◆ **Data for the task**
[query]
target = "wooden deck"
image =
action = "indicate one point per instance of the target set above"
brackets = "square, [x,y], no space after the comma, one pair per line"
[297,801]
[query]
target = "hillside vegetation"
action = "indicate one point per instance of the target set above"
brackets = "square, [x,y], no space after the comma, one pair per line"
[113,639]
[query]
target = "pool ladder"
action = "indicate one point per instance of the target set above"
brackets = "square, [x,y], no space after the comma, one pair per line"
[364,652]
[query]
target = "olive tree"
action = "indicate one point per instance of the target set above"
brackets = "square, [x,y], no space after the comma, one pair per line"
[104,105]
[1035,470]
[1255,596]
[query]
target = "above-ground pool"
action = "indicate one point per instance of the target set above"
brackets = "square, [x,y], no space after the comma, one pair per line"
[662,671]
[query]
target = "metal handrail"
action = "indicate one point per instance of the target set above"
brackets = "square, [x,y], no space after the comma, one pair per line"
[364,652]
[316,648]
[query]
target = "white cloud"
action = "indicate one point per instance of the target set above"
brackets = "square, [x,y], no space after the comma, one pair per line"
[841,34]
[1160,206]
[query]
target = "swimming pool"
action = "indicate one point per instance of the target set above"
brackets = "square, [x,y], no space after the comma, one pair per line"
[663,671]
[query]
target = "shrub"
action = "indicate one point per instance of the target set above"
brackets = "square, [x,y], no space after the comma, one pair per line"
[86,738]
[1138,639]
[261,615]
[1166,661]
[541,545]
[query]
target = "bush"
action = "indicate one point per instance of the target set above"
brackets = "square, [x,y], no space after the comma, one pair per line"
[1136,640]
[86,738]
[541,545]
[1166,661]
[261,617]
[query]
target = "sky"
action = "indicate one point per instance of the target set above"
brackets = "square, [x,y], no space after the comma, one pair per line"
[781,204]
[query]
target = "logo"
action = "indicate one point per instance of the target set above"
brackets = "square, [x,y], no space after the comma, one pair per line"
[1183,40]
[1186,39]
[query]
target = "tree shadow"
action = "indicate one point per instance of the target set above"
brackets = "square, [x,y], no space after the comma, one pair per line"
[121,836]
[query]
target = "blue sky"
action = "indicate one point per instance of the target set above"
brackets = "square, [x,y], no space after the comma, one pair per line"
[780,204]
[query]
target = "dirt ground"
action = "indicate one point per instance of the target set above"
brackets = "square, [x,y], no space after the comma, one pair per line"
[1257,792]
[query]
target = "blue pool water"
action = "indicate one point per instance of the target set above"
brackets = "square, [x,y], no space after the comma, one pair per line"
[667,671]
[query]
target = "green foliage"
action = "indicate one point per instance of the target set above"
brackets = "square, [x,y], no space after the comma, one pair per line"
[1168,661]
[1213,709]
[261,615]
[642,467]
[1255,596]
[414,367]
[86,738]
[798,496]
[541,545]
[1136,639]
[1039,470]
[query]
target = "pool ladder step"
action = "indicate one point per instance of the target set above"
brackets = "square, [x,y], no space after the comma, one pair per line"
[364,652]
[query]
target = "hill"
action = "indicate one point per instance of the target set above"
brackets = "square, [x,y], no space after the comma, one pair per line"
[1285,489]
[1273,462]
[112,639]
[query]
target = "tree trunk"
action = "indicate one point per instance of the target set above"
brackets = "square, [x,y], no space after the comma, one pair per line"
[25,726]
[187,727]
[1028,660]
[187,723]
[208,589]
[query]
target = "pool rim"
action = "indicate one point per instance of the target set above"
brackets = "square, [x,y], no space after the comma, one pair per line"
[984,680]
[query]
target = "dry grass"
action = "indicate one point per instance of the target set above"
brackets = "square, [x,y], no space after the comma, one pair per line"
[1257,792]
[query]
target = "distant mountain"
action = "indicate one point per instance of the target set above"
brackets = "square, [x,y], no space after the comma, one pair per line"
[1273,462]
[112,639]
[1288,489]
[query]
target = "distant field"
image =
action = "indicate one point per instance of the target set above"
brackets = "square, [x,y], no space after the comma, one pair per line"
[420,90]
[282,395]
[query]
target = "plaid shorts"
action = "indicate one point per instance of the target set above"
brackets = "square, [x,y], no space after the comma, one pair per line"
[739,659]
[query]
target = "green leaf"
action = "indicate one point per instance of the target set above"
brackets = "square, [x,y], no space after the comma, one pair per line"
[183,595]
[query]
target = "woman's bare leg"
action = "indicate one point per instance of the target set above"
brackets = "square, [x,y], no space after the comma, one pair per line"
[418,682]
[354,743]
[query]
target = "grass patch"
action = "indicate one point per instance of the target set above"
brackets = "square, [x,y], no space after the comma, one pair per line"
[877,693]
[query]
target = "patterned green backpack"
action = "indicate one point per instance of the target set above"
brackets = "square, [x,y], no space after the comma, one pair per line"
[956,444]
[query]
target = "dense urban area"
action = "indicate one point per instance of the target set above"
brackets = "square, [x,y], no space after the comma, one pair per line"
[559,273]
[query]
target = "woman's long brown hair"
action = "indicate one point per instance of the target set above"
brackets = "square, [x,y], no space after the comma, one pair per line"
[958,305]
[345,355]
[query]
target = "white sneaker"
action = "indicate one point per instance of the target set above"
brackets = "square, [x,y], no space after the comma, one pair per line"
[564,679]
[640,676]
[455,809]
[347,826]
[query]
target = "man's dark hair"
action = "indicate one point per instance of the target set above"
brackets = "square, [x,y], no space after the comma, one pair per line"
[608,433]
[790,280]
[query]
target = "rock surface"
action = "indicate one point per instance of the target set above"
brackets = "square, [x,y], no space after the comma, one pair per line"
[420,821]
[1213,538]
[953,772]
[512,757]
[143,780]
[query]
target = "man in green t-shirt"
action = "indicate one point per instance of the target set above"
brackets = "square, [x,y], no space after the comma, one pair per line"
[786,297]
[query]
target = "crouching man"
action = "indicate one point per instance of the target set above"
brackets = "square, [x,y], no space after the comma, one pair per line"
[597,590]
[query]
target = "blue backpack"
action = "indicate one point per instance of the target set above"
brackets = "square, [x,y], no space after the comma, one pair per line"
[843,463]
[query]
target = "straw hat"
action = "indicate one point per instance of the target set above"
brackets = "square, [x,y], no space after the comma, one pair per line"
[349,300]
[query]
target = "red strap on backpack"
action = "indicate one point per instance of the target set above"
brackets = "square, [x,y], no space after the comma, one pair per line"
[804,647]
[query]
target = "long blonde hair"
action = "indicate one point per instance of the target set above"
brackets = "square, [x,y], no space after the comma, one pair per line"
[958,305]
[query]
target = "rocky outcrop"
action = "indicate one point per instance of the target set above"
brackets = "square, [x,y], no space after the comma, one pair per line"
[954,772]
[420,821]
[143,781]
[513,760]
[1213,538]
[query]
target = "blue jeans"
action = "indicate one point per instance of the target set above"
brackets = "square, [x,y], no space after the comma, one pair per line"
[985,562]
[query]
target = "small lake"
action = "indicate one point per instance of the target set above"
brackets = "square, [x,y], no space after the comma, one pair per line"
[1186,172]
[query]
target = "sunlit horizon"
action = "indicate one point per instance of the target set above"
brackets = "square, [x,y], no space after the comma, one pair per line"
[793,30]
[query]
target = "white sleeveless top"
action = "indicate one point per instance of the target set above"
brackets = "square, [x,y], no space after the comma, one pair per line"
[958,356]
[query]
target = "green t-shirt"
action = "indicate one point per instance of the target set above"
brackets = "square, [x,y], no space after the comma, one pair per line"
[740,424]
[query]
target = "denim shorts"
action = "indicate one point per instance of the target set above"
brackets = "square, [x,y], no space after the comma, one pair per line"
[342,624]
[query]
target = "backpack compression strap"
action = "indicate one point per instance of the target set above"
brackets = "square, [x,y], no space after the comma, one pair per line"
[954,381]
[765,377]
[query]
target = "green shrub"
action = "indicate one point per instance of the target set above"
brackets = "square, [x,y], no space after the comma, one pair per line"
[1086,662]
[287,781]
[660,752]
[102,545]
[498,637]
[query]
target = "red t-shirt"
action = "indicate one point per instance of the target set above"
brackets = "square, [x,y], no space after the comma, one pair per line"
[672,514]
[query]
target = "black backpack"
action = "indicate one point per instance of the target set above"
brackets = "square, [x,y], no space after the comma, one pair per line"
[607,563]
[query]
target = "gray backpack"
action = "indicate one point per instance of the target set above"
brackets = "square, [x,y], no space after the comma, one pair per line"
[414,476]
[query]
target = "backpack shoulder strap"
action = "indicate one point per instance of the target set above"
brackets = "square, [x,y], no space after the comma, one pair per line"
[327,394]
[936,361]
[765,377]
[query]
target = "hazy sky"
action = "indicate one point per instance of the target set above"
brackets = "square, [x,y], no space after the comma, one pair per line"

◆ **Exercise requirements**
Count up the lines in the preceding data that include the word "shorts"; respond with the number only.

◆ **Answer for this exercise**
2